### What you need to do:
Write out the records beneath this line exactly as they appear, minus any images.

### Image segmentation entries:
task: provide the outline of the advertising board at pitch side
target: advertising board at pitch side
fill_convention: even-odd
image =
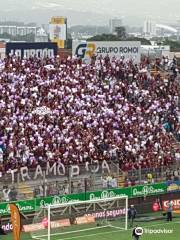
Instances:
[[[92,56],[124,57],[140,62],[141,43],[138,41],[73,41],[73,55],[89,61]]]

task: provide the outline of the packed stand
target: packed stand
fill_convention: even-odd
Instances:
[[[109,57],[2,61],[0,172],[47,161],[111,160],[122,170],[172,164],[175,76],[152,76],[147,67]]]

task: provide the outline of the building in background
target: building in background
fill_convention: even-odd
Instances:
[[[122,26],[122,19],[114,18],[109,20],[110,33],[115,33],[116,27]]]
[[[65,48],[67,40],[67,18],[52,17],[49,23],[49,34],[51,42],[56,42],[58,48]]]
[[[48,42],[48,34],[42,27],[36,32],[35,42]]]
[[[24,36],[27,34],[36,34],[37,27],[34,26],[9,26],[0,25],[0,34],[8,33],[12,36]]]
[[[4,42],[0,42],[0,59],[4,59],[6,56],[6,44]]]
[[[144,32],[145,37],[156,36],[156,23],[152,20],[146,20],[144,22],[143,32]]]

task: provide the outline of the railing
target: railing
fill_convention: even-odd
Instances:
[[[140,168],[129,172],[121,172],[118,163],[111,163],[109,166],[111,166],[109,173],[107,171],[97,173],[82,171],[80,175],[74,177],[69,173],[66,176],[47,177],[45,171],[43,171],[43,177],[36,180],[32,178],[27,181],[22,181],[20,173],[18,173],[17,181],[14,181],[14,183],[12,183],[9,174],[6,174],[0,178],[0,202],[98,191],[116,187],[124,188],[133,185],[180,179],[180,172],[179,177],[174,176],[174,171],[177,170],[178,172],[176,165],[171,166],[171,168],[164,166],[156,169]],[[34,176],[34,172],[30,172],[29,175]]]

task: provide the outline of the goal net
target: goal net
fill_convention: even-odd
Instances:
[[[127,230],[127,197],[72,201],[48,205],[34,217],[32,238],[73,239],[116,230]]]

### Task answer:
task: provide the outline of the advertising board at pitch side
target: advertising board at pitch side
fill_convention: even-odd
image =
Instances:
[[[92,56],[124,57],[140,62],[141,43],[138,41],[73,41],[73,55],[89,61]]]

task: provide the outline of the packed stand
target: packed stand
fill_convention: even-odd
Instances:
[[[109,57],[2,61],[0,172],[47,161],[111,160],[122,170],[172,164],[175,76],[152,76],[147,67]]]

task: provide the outline of the building in background
target: building in background
fill_convention: even-odd
Instances:
[[[122,26],[122,19],[114,18],[109,20],[110,33],[115,33],[116,27]]]
[[[65,48],[67,40],[67,18],[52,17],[49,23],[49,34],[51,42],[56,42],[58,48]]]
[[[48,42],[48,34],[42,27],[36,32],[35,42]]]
[[[24,36],[27,34],[36,34],[37,27],[34,26],[9,26],[0,25],[0,34],[8,33],[12,36]]]
[[[4,42],[0,42],[0,59],[4,59],[6,56],[6,44]]]
[[[144,32],[145,37],[156,36],[156,23],[152,20],[146,20],[144,22],[143,32]]]

task: provide the outline of the railing
target: railing
fill_convention: even-odd
Instances:
[[[140,168],[129,172],[121,172],[118,163],[111,163],[109,166],[111,166],[109,173],[107,171],[97,173],[82,171],[80,175],[74,177],[69,173],[66,176],[47,177],[45,171],[43,171],[43,177],[36,180],[32,178],[27,181],[22,181],[20,173],[18,173],[17,181],[14,181],[14,183],[12,183],[9,174],[6,174],[0,178],[0,202],[98,191],[116,187],[124,188],[133,185],[180,179],[180,172],[179,177],[174,176],[174,171],[177,170],[178,172],[176,165],[171,166],[171,168],[164,166],[156,169]],[[34,176],[34,172],[30,172],[29,175]]]

task: provide the outline of the goal net
target: goal net
fill_convention: even-odd
Instances:
[[[127,230],[127,197],[72,201],[48,205],[34,217],[32,238],[73,239],[116,230]]]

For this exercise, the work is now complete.